#### Given entries ####

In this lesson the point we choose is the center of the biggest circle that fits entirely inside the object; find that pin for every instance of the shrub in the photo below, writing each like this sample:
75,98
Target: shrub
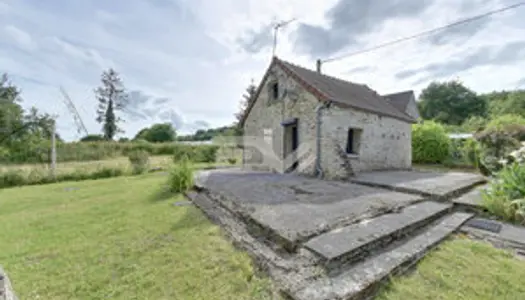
180,177
505,120
106,172
205,154
12,178
502,136
430,143
506,195
470,152
139,160
183,152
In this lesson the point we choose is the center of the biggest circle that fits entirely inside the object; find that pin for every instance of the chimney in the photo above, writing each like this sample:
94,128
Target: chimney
318,66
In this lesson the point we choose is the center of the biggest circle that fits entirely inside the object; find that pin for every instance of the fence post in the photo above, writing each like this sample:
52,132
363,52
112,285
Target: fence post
3,291
53,152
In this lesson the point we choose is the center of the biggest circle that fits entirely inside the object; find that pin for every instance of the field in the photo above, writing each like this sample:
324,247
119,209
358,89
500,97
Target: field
117,238
69,167
123,238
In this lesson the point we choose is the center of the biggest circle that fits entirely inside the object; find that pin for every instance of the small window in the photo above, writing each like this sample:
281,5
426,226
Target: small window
352,141
275,90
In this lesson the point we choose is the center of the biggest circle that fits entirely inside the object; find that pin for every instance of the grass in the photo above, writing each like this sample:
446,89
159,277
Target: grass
461,269
70,167
443,168
119,238
122,238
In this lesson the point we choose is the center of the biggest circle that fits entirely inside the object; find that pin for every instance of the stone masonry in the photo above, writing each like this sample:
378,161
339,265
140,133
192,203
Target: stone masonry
384,143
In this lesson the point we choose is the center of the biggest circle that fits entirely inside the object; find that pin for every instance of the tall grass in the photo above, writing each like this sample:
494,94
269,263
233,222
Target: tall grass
506,195
88,151
180,178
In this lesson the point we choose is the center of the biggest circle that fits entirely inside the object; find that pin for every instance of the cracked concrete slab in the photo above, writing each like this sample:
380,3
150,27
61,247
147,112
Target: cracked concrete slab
473,198
353,283
297,208
428,183
347,240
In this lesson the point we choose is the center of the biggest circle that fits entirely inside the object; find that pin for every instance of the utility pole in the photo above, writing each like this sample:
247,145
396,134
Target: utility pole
318,66
53,150
276,30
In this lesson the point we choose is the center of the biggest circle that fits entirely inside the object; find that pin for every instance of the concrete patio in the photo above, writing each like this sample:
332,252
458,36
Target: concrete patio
326,240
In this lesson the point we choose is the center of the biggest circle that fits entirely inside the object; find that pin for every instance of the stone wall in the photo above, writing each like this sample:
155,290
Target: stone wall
268,114
385,143
412,109
6,289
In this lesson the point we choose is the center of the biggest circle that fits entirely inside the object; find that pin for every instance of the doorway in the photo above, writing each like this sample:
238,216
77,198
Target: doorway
291,143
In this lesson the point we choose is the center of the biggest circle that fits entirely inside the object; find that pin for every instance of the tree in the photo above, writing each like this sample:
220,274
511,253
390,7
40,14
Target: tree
92,138
506,102
160,133
11,112
450,103
111,98
246,101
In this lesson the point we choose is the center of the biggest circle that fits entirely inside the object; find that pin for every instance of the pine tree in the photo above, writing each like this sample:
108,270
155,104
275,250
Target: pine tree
111,97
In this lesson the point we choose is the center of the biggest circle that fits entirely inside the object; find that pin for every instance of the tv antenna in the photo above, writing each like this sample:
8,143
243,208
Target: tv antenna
81,128
276,28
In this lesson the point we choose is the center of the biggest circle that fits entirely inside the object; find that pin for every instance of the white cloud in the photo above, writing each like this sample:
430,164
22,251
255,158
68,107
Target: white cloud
20,37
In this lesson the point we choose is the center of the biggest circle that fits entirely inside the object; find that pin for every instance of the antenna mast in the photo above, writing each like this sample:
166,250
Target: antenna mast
81,128
276,30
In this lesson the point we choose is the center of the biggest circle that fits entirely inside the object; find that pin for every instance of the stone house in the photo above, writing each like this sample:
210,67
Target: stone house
309,123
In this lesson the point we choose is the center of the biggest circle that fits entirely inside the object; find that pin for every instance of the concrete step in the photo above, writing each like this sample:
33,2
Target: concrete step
362,280
355,242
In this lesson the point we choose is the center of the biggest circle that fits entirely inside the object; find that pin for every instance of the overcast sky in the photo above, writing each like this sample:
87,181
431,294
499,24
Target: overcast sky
188,61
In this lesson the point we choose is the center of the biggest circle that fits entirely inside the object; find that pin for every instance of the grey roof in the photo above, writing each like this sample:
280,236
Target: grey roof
347,93
400,100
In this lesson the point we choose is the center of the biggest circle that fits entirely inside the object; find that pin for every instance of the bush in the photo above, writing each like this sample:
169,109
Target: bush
498,140
470,152
12,178
180,178
106,172
196,154
506,195
139,160
430,143
206,154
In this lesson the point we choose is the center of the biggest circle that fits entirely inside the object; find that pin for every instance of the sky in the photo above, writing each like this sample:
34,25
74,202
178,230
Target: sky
188,62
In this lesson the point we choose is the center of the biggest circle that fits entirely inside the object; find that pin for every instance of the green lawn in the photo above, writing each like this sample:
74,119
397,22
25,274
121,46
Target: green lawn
122,238
117,239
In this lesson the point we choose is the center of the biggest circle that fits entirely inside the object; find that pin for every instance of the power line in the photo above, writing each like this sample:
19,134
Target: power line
428,32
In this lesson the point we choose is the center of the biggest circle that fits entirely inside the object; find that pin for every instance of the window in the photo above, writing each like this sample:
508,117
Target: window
352,141
274,90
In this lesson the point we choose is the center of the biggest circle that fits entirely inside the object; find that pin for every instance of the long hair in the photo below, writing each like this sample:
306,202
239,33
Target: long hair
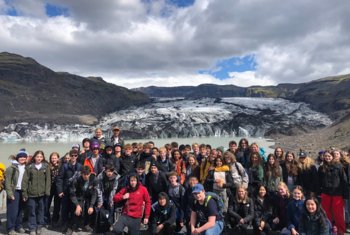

####

● Your task: Show each line in the data where the string "long" appears.

● Result for this task:
In this lesson the point we choose is the center of the biggest circle that fits entirely inside the object; find that pin for every instance of the long hair in the photo below, writing each like this sample:
Target: long hair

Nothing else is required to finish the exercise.